Task requirements -
Print the entries in full, word for word, but not the pictures.

* * * * *

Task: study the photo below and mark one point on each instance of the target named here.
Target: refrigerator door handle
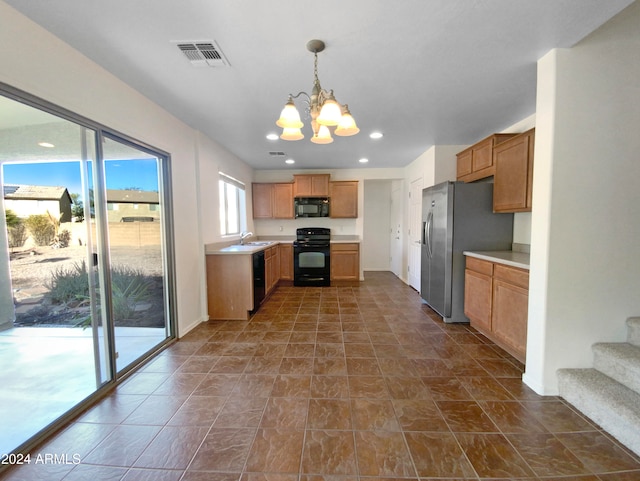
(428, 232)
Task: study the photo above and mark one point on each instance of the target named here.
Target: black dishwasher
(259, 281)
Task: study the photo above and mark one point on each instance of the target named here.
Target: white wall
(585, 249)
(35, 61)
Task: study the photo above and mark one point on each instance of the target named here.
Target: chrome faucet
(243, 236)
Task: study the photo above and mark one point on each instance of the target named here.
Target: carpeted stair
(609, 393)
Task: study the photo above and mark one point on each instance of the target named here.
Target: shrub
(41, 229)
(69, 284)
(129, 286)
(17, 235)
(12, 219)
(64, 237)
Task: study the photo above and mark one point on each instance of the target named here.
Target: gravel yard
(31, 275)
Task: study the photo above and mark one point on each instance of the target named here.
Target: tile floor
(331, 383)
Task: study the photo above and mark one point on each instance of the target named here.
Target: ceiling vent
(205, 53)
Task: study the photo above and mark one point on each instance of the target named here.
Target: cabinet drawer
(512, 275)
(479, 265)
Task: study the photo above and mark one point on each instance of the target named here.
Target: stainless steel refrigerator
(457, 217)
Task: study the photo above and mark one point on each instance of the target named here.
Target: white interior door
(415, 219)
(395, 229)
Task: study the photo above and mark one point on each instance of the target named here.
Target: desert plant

* * * * *

Answer area -
Task: study the photo below and mark one point on each instance of the target named here.
Target: refrigerator door handle
(428, 232)
Task: study the photo above and mark one point on each instance of the target named here.
Target: black dishwasher
(259, 281)
Task: study the photo above and mark one point on each instance of the target named here.
Target: white wall
(585, 249)
(35, 61)
Task: study the photo above and mark one point on each instance of the target named here.
Target: chrome faucet
(243, 236)
Task: study the photo above and mark one point on each instance of the target named here.
Target: carpeted stair
(609, 393)
Task: study the photo above and mark one point on each instance of the target named here.
Target: shrub
(41, 229)
(69, 284)
(129, 286)
(17, 235)
(12, 219)
(64, 237)
Task: study the photo above and mark one point on each instance of the target named here.
Target: gravel yard
(31, 275)
Task: study the photo above and mark one point on each instance of the target named here.
Target: tile floor
(331, 383)
Task: study the photo above and mark one point on each instance of the target named here.
Target: ceiling vent
(205, 53)
Task: study the photo above and mark one point on each instance of the target named here.
Target: cabinet drawer
(512, 275)
(479, 265)
Task: study the photo above and mark one point on each instance of the target named here.
Target: stainless steel refrigerator
(457, 217)
Task: study the photo above and mark one point on each instance of the target named here.
Target: white interior door
(415, 219)
(395, 229)
Task: study the photo above and mark one point on each instance of the target named here.
Target: desert plant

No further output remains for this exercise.